╭─ Records for processing

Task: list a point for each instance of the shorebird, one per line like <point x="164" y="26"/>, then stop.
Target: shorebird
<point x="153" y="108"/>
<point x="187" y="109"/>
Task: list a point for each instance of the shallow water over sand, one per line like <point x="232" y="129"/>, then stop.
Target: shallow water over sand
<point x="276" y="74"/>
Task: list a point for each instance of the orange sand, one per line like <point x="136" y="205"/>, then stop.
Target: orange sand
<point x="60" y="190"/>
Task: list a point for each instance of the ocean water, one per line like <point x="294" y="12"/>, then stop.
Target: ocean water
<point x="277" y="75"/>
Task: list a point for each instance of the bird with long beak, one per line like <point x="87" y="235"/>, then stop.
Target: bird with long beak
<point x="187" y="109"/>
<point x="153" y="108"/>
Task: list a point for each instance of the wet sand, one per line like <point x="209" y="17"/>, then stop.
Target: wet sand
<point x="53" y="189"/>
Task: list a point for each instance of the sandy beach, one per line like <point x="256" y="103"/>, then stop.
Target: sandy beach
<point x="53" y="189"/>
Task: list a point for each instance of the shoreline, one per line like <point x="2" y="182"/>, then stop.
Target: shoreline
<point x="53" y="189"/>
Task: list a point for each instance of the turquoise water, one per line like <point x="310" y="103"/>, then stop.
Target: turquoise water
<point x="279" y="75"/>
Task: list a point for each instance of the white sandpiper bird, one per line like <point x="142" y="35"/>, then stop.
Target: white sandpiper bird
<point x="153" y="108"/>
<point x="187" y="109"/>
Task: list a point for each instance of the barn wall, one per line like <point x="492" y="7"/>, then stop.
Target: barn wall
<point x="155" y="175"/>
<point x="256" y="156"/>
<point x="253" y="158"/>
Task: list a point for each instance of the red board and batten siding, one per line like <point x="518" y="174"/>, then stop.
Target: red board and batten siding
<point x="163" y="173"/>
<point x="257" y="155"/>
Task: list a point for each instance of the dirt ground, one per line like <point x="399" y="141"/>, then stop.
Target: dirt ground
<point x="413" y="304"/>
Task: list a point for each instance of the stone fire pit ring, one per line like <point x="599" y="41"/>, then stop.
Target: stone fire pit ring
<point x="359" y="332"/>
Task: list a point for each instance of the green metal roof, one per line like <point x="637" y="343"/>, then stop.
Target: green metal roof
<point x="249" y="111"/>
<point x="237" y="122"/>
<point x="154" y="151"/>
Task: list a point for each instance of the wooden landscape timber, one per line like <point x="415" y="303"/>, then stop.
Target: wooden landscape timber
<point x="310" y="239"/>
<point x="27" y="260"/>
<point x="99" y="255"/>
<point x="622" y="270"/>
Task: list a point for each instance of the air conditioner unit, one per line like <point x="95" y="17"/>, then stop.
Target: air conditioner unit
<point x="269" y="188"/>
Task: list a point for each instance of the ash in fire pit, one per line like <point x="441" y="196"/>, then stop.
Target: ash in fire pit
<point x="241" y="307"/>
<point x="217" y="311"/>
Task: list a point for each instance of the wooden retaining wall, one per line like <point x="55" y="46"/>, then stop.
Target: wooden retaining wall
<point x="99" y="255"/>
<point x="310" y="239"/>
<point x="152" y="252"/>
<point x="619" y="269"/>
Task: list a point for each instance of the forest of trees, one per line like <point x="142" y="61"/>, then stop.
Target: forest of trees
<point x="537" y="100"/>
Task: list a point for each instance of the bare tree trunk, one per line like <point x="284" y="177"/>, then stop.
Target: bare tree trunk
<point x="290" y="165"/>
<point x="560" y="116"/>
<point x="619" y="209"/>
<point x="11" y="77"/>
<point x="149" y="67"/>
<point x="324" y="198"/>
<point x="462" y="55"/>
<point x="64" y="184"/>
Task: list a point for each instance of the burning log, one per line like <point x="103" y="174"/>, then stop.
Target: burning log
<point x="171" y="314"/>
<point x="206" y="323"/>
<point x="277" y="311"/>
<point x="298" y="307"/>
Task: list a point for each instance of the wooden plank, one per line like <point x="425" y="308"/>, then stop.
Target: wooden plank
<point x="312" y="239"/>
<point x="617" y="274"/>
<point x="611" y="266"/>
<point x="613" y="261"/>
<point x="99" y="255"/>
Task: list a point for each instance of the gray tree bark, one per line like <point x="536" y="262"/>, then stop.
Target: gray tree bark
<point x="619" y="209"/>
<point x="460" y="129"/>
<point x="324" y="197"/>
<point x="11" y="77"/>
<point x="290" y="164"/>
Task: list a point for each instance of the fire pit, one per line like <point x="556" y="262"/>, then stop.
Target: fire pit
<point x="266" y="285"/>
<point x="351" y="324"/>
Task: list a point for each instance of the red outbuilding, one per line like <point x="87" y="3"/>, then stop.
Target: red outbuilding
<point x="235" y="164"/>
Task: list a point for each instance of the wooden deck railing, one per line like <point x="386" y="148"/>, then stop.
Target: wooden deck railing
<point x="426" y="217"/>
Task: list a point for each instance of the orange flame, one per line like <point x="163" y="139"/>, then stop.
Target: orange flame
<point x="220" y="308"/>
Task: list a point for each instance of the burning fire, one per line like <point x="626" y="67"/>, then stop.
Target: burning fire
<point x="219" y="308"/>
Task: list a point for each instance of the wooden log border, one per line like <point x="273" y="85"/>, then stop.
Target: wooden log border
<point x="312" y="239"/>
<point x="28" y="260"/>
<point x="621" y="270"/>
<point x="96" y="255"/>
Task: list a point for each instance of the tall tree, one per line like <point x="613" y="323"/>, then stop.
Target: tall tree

╰─

Work instruction
Would you return all of the material exactly as written?

Written solution
Task: list a point for each instance of the shorebird, one per line like <point x="164" y="26"/>, then stop.
Target: shorebird
<point x="153" y="108"/>
<point x="187" y="109"/>
Task: list a point for each instance of the shallow water over sand, one per line like <point x="232" y="129"/>, then stop.
Target: shallow water over sand
<point x="276" y="74"/>
Task: list a point for each instance of the orange sand, one per line like <point x="136" y="205"/>, then stop.
Target: orange sand
<point x="60" y="190"/>
Task: list a point for each instance of the ocean water, one per line like <point x="294" y="12"/>, then stop.
Target: ocean water
<point x="277" y="75"/>
Task: list a point for each instance of the bird with long beak, one per line like <point x="87" y="235"/>, then stop.
Target: bird with long beak
<point x="187" y="109"/>
<point x="153" y="108"/>
Task: list a point for each instance of the wet sand, one per line like <point x="209" y="17"/>, then stop.
Target: wet sand
<point x="53" y="189"/>
Task: list a point for each instance of the sandy beach, one per line like <point x="256" y="103"/>, then stop.
Target: sandy beach
<point x="53" y="189"/>
Task: list a point for each instance of the shoreline, one per line like <point x="2" y="182"/>, then stop.
Target: shoreline
<point x="53" y="189"/>
Task: list a point for each instance of the turquoise water, one per line like <point x="310" y="103"/>, then stop.
Target: turquoise water
<point x="279" y="75"/>
Task: list a point for each instance of the white sandpiper bird, one per line like <point x="142" y="35"/>, then stop.
Target: white sandpiper bird
<point x="153" y="108"/>
<point x="187" y="109"/>
Task: list a point for each instance of the barn wall, one per line like <point x="492" y="7"/>, then stop.
Target: barn wall
<point x="155" y="175"/>
<point x="256" y="156"/>
<point x="253" y="158"/>
Task: list a point for each instance of the red board and batten siding, one per line like <point x="518" y="174"/>, then stop.
Target: red board and batten siding
<point x="163" y="173"/>
<point x="257" y="155"/>
Task: list a point for each instance of the dirt ground, one per line like <point x="399" y="141"/>, then stop.
Target: dirt ground
<point x="413" y="304"/>
Task: list a point for each instance of the stone fire pit ring, one per line like <point x="599" y="41"/>, then stop.
Target: stone fire pit ring
<point x="359" y="332"/>
Task: list a point for each instance of the green metal roof, one per line like <point x="637" y="343"/>, then stop.
Target: green metal roof
<point x="249" y="111"/>
<point x="237" y="122"/>
<point x="154" y="151"/>
Task: list a point for each instance of the wooden landscape timber, one per line like <point x="415" y="303"/>, then stop.
Target: wooden landscape timber
<point x="310" y="239"/>
<point x="27" y="260"/>
<point x="99" y="255"/>
<point x="622" y="270"/>
Task: list a point for each instance of the air conditioner unit, one per line like <point x="95" y="17"/>, then stop.
Target: air conditioner unit
<point x="269" y="188"/>
Task: list a point for each instance of the ash in fire pit, one per line like <point x="441" y="196"/>, then stop.
Target: ash in fire pit
<point x="241" y="307"/>
<point x="217" y="311"/>
Task: list a point for each instance of the wooden retaining wall, one per line like <point x="55" y="46"/>, then stop.
Target: wooden retaining wall
<point x="99" y="255"/>
<point x="310" y="239"/>
<point x="152" y="252"/>
<point x="619" y="269"/>
Task: list a point for each instance of the forest of trees, one per line like <point x="142" y="61"/>, then stop.
Target: forest of trees
<point x="537" y="100"/>
Task: list a point for each instance of the bare tree trunk, one per line like <point x="284" y="177"/>, then stop.
Target: bare tree trunk
<point x="290" y="165"/>
<point x="560" y="116"/>
<point x="619" y="209"/>
<point x="11" y="77"/>
<point x="149" y="67"/>
<point x="324" y="198"/>
<point x="462" y="55"/>
<point x="64" y="184"/>
Task: list a point for each instance of the burning log, one per line like <point x="103" y="174"/>, then stop.
Target: burning log
<point x="171" y="314"/>
<point x="206" y="323"/>
<point x="277" y="311"/>
<point x="298" y="307"/>
Task: list a point for each instance of the wooden plank, one per line like <point x="425" y="308"/>, then stop.
Target: wooden plank
<point x="312" y="239"/>
<point x="617" y="274"/>
<point x="611" y="266"/>
<point x="613" y="261"/>
<point x="99" y="255"/>
Task: list a point for each instance of the gray tree bark, one per line like <point x="536" y="262"/>, then stop.
Target: gray tree bark
<point x="619" y="209"/>
<point x="460" y="129"/>
<point x="324" y="197"/>
<point x="11" y="77"/>
<point x="290" y="164"/>
Task: list a point for each instance of the fire pit, one per line like <point x="556" y="262"/>, then stop.
Target: fire pit
<point x="266" y="285"/>
<point x="351" y="324"/>
Task: list a point for each instance of the red outbuilding, one per line like <point x="87" y="3"/>, then stop.
Target: red outbuilding
<point x="235" y="164"/>
Task: list a point for each instance of the wooden deck railing, one per line like <point x="386" y="148"/>, then stop.
Target: wooden deck railing
<point x="426" y="217"/>
Task: list a point for each instance of the orange flame, one per line like <point x="163" y="139"/>, then stop.
Target: orange flame
<point x="220" y="308"/>
Task: list a point for each instance of the burning fire, one per line like <point x="626" y="67"/>, then stop.
Target: burning fire
<point x="219" y="308"/>
Task: list a point for each instance of the wooden log border, one per line like <point x="273" y="85"/>, then stop.
Target: wooden log border
<point x="312" y="239"/>
<point x="28" y="260"/>
<point x="621" y="270"/>
<point x="96" y="255"/>
Task: list a point for each instance of the tall tree, one per line like <point x="613" y="323"/>, then stop.
Target: tall tree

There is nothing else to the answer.